Reproduce each of the entries below word for word, leaving out the images.

┄┄┄┄┄┄┄┄┄┄

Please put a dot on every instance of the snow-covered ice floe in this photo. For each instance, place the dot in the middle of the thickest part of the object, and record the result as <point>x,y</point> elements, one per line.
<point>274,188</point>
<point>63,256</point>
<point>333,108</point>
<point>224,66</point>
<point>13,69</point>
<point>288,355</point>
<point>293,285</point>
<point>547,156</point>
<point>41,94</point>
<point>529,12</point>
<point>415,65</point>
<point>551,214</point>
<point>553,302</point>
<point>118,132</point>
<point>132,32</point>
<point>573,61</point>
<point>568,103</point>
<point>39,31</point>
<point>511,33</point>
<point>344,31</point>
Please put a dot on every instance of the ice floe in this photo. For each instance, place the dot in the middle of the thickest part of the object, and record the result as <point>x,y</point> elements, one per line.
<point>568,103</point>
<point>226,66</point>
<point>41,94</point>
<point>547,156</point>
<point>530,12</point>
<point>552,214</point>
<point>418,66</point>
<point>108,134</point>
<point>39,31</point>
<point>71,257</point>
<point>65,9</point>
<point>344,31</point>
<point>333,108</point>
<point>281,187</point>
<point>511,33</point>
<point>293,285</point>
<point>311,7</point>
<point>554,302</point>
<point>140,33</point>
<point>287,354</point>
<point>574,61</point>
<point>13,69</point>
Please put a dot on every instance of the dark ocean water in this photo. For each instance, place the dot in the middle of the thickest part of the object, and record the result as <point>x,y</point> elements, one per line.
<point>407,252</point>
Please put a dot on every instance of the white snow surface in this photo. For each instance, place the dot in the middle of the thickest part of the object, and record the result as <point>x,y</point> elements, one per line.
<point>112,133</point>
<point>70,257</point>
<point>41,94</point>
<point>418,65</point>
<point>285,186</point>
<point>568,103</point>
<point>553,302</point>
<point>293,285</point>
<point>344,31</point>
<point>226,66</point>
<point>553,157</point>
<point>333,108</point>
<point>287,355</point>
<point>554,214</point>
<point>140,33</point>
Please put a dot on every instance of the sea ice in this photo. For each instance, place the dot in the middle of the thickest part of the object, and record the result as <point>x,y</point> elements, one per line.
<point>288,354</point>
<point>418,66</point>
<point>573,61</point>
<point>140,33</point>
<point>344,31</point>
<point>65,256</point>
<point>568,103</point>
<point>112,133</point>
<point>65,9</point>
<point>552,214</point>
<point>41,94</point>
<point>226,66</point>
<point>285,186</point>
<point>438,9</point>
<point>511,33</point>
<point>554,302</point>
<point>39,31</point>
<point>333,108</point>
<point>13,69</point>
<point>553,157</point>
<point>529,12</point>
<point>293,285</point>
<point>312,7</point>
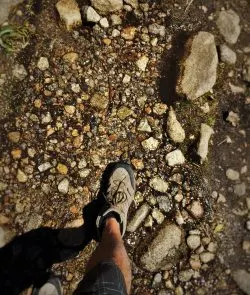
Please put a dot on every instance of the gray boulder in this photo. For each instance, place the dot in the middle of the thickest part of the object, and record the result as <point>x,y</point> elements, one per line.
<point>163,248</point>
<point>199,68</point>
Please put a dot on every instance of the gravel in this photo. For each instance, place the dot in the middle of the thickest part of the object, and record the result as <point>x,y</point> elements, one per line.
<point>228,24</point>
<point>69,13</point>
<point>150,144</point>
<point>43,63</point>
<point>232,174</point>
<point>159,184</point>
<point>63,186</point>
<point>90,14</point>
<point>193,241</point>
<point>227,55</point>
<point>242,278</point>
<point>138,218</point>
<point>106,6</point>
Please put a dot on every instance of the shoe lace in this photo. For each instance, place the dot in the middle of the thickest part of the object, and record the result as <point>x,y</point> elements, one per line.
<point>116,195</point>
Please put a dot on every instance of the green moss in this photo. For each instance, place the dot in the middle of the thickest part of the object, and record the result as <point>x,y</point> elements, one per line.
<point>11,36</point>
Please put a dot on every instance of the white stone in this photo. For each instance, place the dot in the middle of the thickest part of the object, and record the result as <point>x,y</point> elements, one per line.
<point>133,3</point>
<point>104,22</point>
<point>43,63</point>
<point>126,79</point>
<point>142,62</point>
<point>82,163</point>
<point>158,216</point>
<point>196,209</point>
<point>90,14</point>
<point>174,128</point>
<point>138,218</point>
<point>227,55</point>
<point>193,241</point>
<point>175,158</point>
<point>228,24</point>
<point>232,174</point>
<point>233,118</point>
<point>206,257</point>
<point>116,33</point>
<point>84,173</point>
<point>159,184</point>
<point>45,166</point>
<point>150,144</point>
<point>237,89</point>
<point>75,88</point>
<point>19,72</point>
<point>199,68</point>
<point>157,29</point>
<point>164,244</point>
<point>107,6</point>
<point>186,275</point>
<point>21,176</point>
<point>63,186</point>
<point>69,13</point>
<point>116,20</point>
<point>46,118</point>
<point>205,134</point>
<point>144,126</point>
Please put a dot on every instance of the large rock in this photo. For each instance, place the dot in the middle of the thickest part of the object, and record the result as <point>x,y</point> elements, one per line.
<point>206,133</point>
<point>162,248</point>
<point>106,6</point>
<point>174,128</point>
<point>242,278</point>
<point>138,218</point>
<point>199,68</point>
<point>228,25</point>
<point>69,13</point>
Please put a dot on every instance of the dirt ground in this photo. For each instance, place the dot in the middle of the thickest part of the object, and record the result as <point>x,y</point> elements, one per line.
<point>57,121</point>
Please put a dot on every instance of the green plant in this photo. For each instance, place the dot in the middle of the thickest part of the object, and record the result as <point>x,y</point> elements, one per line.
<point>11,36</point>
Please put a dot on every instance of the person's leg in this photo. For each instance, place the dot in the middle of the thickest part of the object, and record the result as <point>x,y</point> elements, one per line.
<point>108,270</point>
<point>112,248</point>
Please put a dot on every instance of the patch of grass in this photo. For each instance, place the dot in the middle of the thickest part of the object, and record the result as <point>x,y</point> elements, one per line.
<point>12,36</point>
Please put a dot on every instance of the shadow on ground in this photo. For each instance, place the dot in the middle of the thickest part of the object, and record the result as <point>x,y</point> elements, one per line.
<point>170,69</point>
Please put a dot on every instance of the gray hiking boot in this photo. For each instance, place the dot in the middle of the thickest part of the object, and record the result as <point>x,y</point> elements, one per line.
<point>119,195</point>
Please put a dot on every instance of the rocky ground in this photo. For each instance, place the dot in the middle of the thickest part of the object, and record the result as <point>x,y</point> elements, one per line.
<point>163,85</point>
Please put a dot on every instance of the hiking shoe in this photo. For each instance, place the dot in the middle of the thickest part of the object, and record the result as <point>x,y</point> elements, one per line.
<point>119,194</point>
<point>51,287</point>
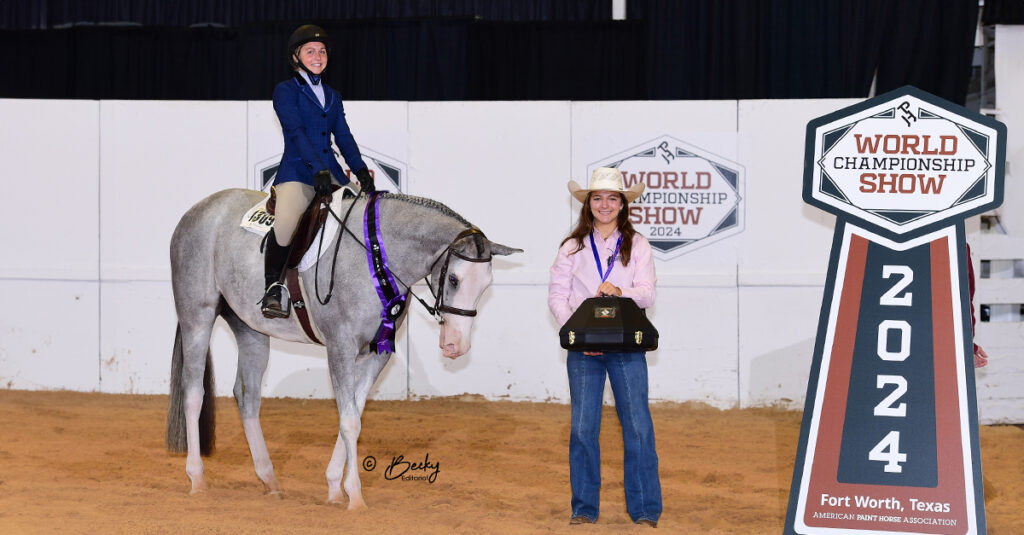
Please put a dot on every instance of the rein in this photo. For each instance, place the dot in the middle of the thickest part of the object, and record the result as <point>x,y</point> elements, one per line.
<point>438,295</point>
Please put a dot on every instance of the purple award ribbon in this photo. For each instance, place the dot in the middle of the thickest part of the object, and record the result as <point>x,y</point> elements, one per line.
<point>393,302</point>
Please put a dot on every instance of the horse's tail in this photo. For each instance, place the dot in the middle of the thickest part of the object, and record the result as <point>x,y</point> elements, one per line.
<point>176,435</point>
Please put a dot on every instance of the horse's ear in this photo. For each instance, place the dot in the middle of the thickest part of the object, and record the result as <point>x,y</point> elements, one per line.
<point>503,250</point>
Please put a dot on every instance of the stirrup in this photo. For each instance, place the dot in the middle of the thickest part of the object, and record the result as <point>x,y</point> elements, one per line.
<point>276,301</point>
<point>347,192</point>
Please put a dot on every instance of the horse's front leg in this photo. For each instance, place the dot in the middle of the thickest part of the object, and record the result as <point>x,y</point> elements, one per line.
<point>352,379</point>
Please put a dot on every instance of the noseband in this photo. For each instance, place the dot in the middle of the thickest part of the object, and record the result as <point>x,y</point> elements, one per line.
<point>450,251</point>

┄┄┄┄┄┄┄┄┄┄

=== The response ===
Please put a dot on every instance of the snow-covered ice floe in this photo. For each instance, place the dot in the middle of the thickest part of the object, and record the result as <point>x,y</point> elements, one per line.
<point>274,188</point>
<point>63,256</point>
<point>333,108</point>
<point>224,66</point>
<point>13,69</point>
<point>288,355</point>
<point>293,285</point>
<point>547,156</point>
<point>41,94</point>
<point>529,12</point>
<point>415,65</point>
<point>551,214</point>
<point>553,302</point>
<point>118,132</point>
<point>132,32</point>
<point>573,61</point>
<point>568,103</point>
<point>39,31</point>
<point>511,33</point>
<point>344,31</point>
Please put a dot on every instance of the ice floe in this photo. For each instance, place the dot in the middle of the thickest part of the object, and record the result as <point>x,y</point> elements, one per line.
<point>568,103</point>
<point>226,66</point>
<point>41,94</point>
<point>547,156</point>
<point>530,12</point>
<point>552,214</point>
<point>418,66</point>
<point>108,134</point>
<point>39,31</point>
<point>71,257</point>
<point>65,9</point>
<point>344,31</point>
<point>333,108</point>
<point>281,187</point>
<point>511,33</point>
<point>293,285</point>
<point>311,7</point>
<point>554,302</point>
<point>140,33</point>
<point>287,354</point>
<point>574,61</point>
<point>13,69</point>
Please put a dot on every instance of the dark ocean water in this photo. For each instance, place the dot in the middle of the thickest part of the object, and record the result as <point>x,y</point> elements, one per line.
<point>407,252</point>
Please put a dot on every instance of the white snow surface in this photo. For each instance, place the dot in the middle of the thickest part of the object, and record the result as <point>x,y</point> elements, one per line.
<point>112,133</point>
<point>70,257</point>
<point>41,94</point>
<point>418,65</point>
<point>285,186</point>
<point>568,103</point>
<point>553,302</point>
<point>293,285</point>
<point>344,31</point>
<point>226,66</point>
<point>553,157</point>
<point>333,108</point>
<point>287,355</point>
<point>554,214</point>
<point>140,33</point>
Please put a dot on every instance of the sea ice in this photo. For each instance, place the dot in the middle of the thickest part of the object, and record the result as <point>x,y</point> elements, one per line.
<point>288,354</point>
<point>418,66</point>
<point>573,61</point>
<point>140,33</point>
<point>344,31</point>
<point>65,256</point>
<point>568,103</point>
<point>112,133</point>
<point>65,9</point>
<point>552,214</point>
<point>41,94</point>
<point>226,66</point>
<point>285,186</point>
<point>438,9</point>
<point>511,33</point>
<point>554,302</point>
<point>39,31</point>
<point>333,108</point>
<point>13,69</point>
<point>553,157</point>
<point>529,12</point>
<point>293,285</point>
<point>312,7</point>
Please put a dot on every instance of the gray boulder in this photo. For each instance, place the dot in the middle of the thickest part of the object, and record the result as <point>x,y</point> elements, one per line.
<point>163,248</point>
<point>199,68</point>
Please put a dot on every instance of the gravel in this photo. For each instance, place the dot in the middle of the thickest part of the object, and record the result as <point>x,y</point> elements, one per line.
<point>228,24</point>
<point>69,13</point>
<point>150,144</point>
<point>43,63</point>
<point>232,174</point>
<point>159,184</point>
<point>63,186</point>
<point>90,14</point>
<point>193,241</point>
<point>227,55</point>
<point>242,278</point>
<point>138,218</point>
<point>106,6</point>
Please put a dot on every instance of the shoe lace in this photo. For each instance, place the dot in the middle of the thickest part of the object, and record the result as <point>x,y</point> elements, one per line.
<point>116,195</point>
Please put a dot on every instance of the green moss in this photo. For each instance, place the dot in the middle of the thickest part of the object, and record the result as <point>x,y</point> elements, one per line.
<point>11,36</point>
Please put a dot on every instance of the white stone in this photo. For each instance, place the dot in the middle of the thickest part of the object, and record the result as <point>x,y</point> elements, one per line.
<point>133,3</point>
<point>104,22</point>
<point>43,63</point>
<point>126,79</point>
<point>142,62</point>
<point>82,163</point>
<point>158,216</point>
<point>196,209</point>
<point>90,14</point>
<point>174,128</point>
<point>138,218</point>
<point>227,55</point>
<point>193,241</point>
<point>175,158</point>
<point>228,24</point>
<point>232,174</point>
<point>233,118</point>
<point>206,257</point>
<point>116,33</point>
<point>84,173</point>
<point>159,184</point>
<point>45,166</point>
<point>150,144</point>
<point>237,89</point>
<point>75,88</point>
<point>19,72</point>
<point>199,68</point>
<point>157,29</point>
<point>164,244</point>
<point>107,6</point>
<point>186,275</point>
<point>21,176</point>
<point>63,186</point>
<point>69,13</point>
<point>116,20</point>
<point>46,118</point>
<point>205,134</point>
<point>144,126</point>
Please put a dot on every instance of the large rock in this photo. For each instance, place the dot in the middle of the thickest part of the object, and record the result as <point>x,y</point> elements, one per line.
<point>206,133</point>
<point>162,248</point>
<point>106,6</point>
<point>174,128</point>
<point>242,278</point>
<point>138,218</point>
<point>199,68</point>
<point>228,25</point>
<point>69,13</point>
Please put a dot on every instance of the dirt ground in this photo. For each instance, place the dot in the middle of the thickest part of the object, and record the result as <point>x,y</point> elements, one per line.
<point>57,121</point>
Please put a dot on every instance of the green plant in this photo. For each instance, place the dot in the middle of the thickest part of the object, and record the result as <point>x,y</point> elements, one per line.
<point>11,36</point>
Please put a dot on every instance of the person's leg in this photo. For each instance, place the dot in the middle of the thickest part of the object, and record the result as <point>x,y</point> elements, one per line.
<point>108,270</point>
<point>112,248</point>
Please put a dot on every instance of the patch of grass in this photo. For each instance, place the dot in the middle of the thickest part of the object, and record the result as <point>x,y</point> elements, one per line.
<point>12,36</point>
Please put a dot on every instance of the shadow on ground in this photo. For each instance, place the dot in the middle of the thickest part of the object, and record the result as <point>x,y</point> elements, one per line.
<point>170,69</point>
Please put a dot on every instance of the gray hiking boot in this photo. For each instance, place the dot in the middle of the thickest part of the object, and record the result as <point>x,y</point> elements, one per line.
<point>119,195</point>
Please put a dot on every instance of the rocky ground in this photo. For each instance, place the dot in the middle of the thickest part of the object, and record the result as <point>x,y</point> elements, one per line.
<point>163,85</point>
Please put a dot on every instance of the hiking shoe in this photo. For each instance, place the dot in the middle of the thickest part of the object, and record the result as <point>x,y</point> elements, one per line.
<point>119,194</point>
<point>51,287</point>
Please put a dot on every instance of the rein in this photo. For each instance, place the dot in the middle of the thickest part of the object, and record the result as <point>x,y</point> elements, one per line.
<point>438,295</point>
Please put a dot on every instance of the purple award ribbon in this photo. For each instance, place the dot in the middle of the thickest part of the object, and record the result as <point>x,y</point> elements, one per line.
<point>393,302</point>
Please put a dot on every instance of the horse's tail in this photo. For each instance, place the dot in the middle of the thickest part of the object, and record the result as <point>x,y</point> elements, one per line.
<point>176,435</point>
Please put a dot on every instance of the horse's ear in this photo. For each instance, place the dot in the middle of the thickest part of the object, and record the result as <point>x,y</point> elements, one per line.
<point>503,250</point>
Please put a dot on every instance of the stirrup in this photo. For each instance, place the dot in the middle of the thickest part of the object, and record the result as <point>x,y</point> elements, one per line.
<point>276,301</point>
<point>347,192</point>
Please put a dot on every instance of the horse's front leg in this photo. For each instance, place the dot in the middle of the thickest part of the object, and record the result as <point>x,y</point> elements, one per line.
<point>352,379</point>
Please put a dot on every instance of the noseband in this photo. For each instance, place the dot in the middle of the thickest part of the object, and record the result as <point>x,y</point> elements, one per line.
<point>450,251</point>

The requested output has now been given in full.